START

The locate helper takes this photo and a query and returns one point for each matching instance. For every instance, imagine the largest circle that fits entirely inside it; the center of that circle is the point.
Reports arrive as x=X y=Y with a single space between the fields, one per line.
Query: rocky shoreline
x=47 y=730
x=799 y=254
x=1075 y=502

END

Required task » Can you scale all of the lines above by writing each one out again in full, with every x and y coordinate multiplied by 1.35 and rounded to a whole number, halves rounding up?

Written reply »
The locate helper takes this photo and a query and returns one point for each matching instance. For every instance, imagine the largest circle that fits entirely inside it; the center of that circle is the point.
Reports arrive as x=X y=Y with a single space between the fields, one per line.
Query: rocky shoreline
x=63 y=986
x=1079 y=343
x=1451 y=678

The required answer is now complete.